__Task prompt__
Gather all lines with "roof" from the records.

__Given data__

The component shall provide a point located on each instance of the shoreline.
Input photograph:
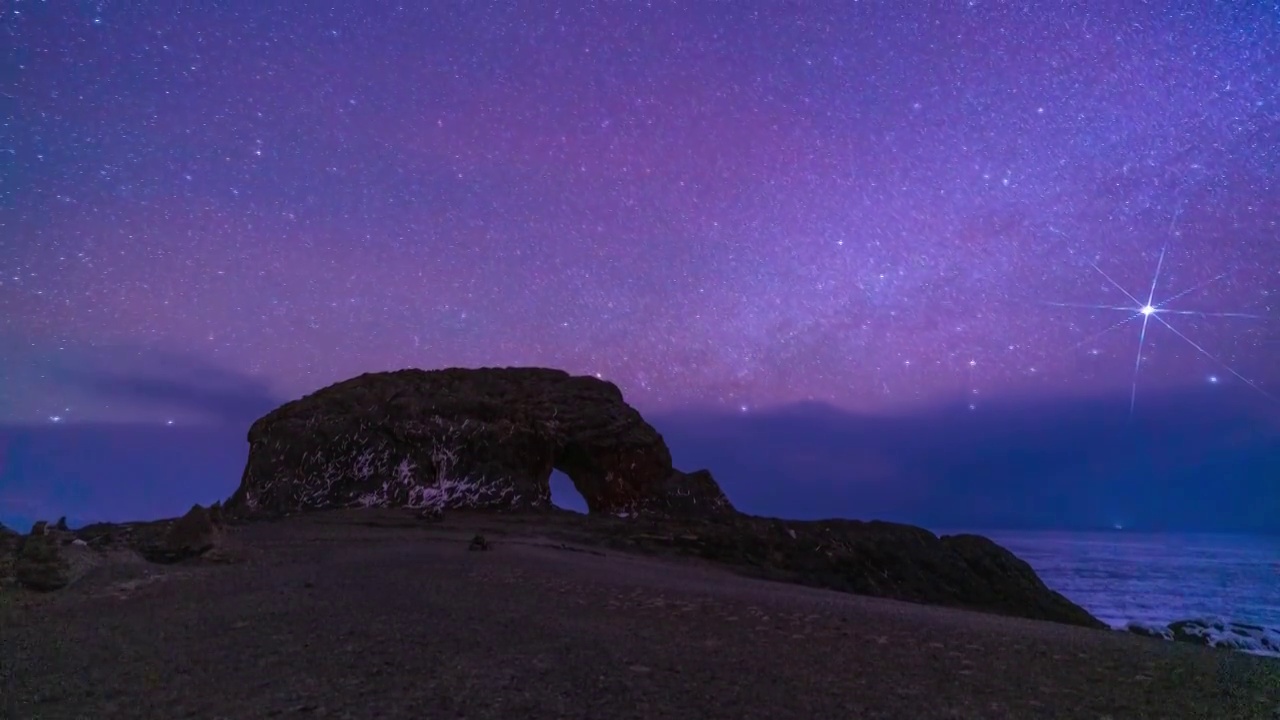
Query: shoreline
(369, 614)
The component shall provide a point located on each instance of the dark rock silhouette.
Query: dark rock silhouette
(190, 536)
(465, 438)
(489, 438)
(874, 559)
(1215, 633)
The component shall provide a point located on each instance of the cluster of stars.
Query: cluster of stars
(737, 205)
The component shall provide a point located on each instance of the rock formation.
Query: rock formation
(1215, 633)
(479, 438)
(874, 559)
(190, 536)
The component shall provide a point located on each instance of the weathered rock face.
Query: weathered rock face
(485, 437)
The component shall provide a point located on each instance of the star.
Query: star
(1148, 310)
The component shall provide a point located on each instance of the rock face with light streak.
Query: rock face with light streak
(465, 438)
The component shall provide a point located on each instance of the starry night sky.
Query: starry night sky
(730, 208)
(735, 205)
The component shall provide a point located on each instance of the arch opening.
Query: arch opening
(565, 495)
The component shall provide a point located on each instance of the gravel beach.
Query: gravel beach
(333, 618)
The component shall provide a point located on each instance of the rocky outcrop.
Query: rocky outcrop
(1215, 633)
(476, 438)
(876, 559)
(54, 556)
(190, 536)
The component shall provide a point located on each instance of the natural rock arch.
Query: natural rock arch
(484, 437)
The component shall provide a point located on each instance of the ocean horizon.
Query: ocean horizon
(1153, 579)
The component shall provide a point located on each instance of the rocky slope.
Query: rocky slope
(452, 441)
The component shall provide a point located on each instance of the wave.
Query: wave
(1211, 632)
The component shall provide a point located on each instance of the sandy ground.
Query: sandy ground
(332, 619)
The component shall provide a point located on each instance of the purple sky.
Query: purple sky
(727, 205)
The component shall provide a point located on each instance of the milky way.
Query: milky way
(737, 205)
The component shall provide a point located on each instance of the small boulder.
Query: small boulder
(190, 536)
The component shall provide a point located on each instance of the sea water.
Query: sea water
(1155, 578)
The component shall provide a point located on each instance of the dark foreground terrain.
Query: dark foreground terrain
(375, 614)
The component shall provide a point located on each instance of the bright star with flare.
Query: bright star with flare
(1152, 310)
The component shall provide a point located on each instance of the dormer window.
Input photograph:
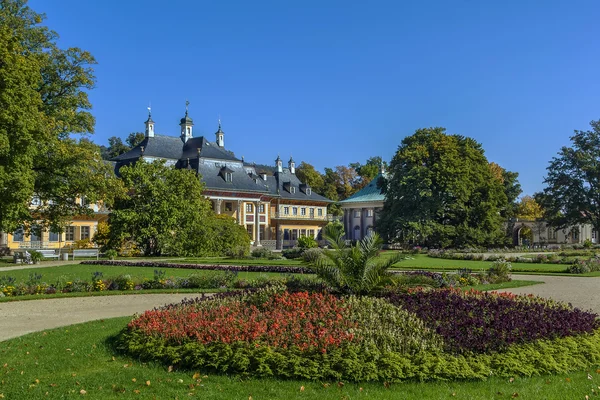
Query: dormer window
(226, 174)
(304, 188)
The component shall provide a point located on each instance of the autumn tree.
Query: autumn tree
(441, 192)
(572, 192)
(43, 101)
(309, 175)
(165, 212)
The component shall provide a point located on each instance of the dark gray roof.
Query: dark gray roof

__Answer to this task__
The component shall provide a point located on each instance of the dark gray roof.
Query: dark gray roof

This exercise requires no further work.